* [Given problem] Could you swap "one dot per instance" for "one point per instance" in every one of the items below and write them out again with nothing else altered?
= = =
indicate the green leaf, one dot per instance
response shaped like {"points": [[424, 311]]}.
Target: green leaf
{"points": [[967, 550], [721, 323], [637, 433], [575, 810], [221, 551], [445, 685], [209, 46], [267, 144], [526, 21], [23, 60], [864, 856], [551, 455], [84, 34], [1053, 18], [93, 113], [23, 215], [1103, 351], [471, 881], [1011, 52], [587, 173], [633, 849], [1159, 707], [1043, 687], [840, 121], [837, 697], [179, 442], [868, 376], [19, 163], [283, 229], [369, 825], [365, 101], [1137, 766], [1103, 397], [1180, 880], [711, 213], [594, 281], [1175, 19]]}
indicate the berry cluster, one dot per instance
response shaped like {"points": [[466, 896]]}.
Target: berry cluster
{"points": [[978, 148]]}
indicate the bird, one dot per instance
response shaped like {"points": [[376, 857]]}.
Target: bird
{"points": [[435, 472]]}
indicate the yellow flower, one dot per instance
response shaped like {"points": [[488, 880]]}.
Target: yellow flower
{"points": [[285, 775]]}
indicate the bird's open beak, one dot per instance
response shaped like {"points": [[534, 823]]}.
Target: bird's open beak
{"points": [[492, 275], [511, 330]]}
= = =
* [Response]
indicate the green leaf, one point per instance
response shaped like {"points": [[424, 311]]}.
Target: green leaf
{"points": [[967, 550], [721, 323], [637, 433], [575, 810], [221, 551], [445, 685], [209, 46], [267, 144], [526, 21], [23, 60], [864, 856], [551, 455], [84, 34], [1053, 18], [93, 113], [23, 215], [1103, 351], [471, 881], [1011, 52], [587, 173], [633, 849], [1159, 707], [1043, 687], [840, 121], [837, 697], [179, 442], [868, 376], [19, 163], [283, 229], [369, 825], [365, 101], [1137, 766], [1103, 397], [1180, 880], [711, 213], [594, 281], [1175, 19]]}
indicate the berry cluster, one point per instance
response shaped like {"points": [[466, 896]]}.
Target: berry cluster
{"points": [[978, 148]]}
indicate the bird, one point per instance
response shaped like {"points": [[376, 857]]}.
Target: bird
{"points": [[435, 472]]}
indicate the yellow flower, one point per instance
response shaped like {"points": [[488, 880]]}.
Target: yellow flower
{"points": [[285, 775]]}
indicate the bird's open beak, one point per instance
response shaped like {"points": [[534, 823]]}.
Target: bird's open beak
{"points": [[492, 275], [511, 330]]}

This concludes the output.